* Vorgegebener Text:
---+---

»Fluchterfahrungen sind leider nicht auf die Vergangenheit begrenzt, Menschen leiden auch heute unter Krieg und Hass und deren Folgen«

»Fluchterfahrungen sind leider nicht auf die Vergangenheit begrenzt, Menschen leiden auch heute unter Krieg und Hass und deren Folgen«

Was macht eigentlich der Beauftragte für Vertriebene und Spätaussiedler im Freistaat Sachsen? Wir haben mit Dr. Jens Baumann über seine Aufgaben und die Ausstellung »Wolfskinder in Sachsen. Eine Spurensuche« gesprochen.

Sie sind der Beauftragte für Vertriebene und Spätaussiedler im Freistaat Sachsen. Was sind Ihre Aufgaben als Beauftragter und mit wem arbeiten Sie dabei zusammen?

---+---

* Aufgabe 1: Gib jede der folgenden Zeilen vollständig an, die die Zeichenfolge „corridor“ enthält. Groß- und Kleinschreibung ist zu beachten.

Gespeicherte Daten
---+---

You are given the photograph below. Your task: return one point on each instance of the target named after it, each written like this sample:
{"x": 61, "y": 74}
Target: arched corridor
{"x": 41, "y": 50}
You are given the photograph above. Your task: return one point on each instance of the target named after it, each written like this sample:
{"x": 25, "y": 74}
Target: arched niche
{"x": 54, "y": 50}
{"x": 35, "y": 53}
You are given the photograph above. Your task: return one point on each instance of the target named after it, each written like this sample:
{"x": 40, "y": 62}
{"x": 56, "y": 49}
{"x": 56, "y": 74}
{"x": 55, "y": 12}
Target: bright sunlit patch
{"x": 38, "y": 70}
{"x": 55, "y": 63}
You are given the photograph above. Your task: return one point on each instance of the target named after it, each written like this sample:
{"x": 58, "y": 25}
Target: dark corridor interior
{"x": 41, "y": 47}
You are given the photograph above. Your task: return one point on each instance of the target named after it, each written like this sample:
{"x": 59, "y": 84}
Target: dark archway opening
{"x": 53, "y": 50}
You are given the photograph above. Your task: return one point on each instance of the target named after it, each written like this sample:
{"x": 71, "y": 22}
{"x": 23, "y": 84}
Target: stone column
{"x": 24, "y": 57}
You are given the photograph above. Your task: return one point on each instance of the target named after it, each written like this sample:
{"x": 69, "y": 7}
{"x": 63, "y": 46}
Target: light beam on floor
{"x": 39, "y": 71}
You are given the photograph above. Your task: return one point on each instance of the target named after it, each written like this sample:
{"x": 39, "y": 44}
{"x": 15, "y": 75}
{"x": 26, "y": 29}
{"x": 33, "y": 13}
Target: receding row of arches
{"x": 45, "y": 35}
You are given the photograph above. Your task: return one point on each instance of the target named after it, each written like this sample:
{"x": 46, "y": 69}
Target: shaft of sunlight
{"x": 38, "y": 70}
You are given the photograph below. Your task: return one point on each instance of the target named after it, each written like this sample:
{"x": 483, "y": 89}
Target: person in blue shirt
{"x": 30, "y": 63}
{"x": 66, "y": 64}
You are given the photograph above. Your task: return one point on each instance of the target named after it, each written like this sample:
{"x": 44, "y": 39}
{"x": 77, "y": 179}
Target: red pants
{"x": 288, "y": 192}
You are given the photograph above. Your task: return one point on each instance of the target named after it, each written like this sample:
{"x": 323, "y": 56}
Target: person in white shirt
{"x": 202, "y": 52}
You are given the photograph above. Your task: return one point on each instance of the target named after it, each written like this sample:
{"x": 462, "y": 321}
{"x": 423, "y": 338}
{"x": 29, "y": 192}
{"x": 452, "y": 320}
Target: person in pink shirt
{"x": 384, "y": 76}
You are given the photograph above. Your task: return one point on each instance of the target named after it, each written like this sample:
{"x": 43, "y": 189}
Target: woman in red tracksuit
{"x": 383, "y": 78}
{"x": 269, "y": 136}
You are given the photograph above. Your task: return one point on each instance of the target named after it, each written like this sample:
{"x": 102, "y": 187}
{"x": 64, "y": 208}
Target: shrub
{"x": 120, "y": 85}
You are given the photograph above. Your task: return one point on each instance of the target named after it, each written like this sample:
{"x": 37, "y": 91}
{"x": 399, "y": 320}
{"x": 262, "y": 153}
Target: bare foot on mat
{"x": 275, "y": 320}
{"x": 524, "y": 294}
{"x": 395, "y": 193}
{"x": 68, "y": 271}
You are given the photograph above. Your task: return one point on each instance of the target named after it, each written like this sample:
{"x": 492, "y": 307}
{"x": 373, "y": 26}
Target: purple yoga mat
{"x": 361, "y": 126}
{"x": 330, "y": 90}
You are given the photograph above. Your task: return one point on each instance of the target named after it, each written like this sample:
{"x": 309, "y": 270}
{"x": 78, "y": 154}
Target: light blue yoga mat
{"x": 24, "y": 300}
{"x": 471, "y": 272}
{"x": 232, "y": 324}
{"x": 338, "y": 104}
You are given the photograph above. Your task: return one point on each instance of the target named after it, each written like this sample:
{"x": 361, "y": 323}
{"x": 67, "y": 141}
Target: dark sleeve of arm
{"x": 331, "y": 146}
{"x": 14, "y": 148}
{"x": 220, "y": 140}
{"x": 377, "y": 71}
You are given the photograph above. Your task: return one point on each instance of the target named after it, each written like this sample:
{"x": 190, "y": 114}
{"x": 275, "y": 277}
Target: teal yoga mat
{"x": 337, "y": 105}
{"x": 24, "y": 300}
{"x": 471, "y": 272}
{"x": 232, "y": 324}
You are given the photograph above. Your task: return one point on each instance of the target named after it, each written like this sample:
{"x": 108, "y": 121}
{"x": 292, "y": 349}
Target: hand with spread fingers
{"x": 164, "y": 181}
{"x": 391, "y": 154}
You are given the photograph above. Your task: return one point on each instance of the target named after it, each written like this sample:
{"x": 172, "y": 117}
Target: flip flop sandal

---+---

* Aufgabe 2: Fasse den Absatz des Interviewtexts, der mit „Was macht eigentlich“ beginnt, in einem kürzeren Satz zusammen, ohne seine wesentlichen Angaben wegzulassen.

* Lösung 1:
Target: arched corridor
Target: dark corridor interior

* Lösung 2: Das Gespräch mit Dr. Jens Baumann, dem Beauftragten für Vertriebene und Spätaussiedler im Freistaat Sachsen, behandelt seine Aufgaben und die Ausstellung »Wolfskinder in Sachsen. Eine Spurensuche«.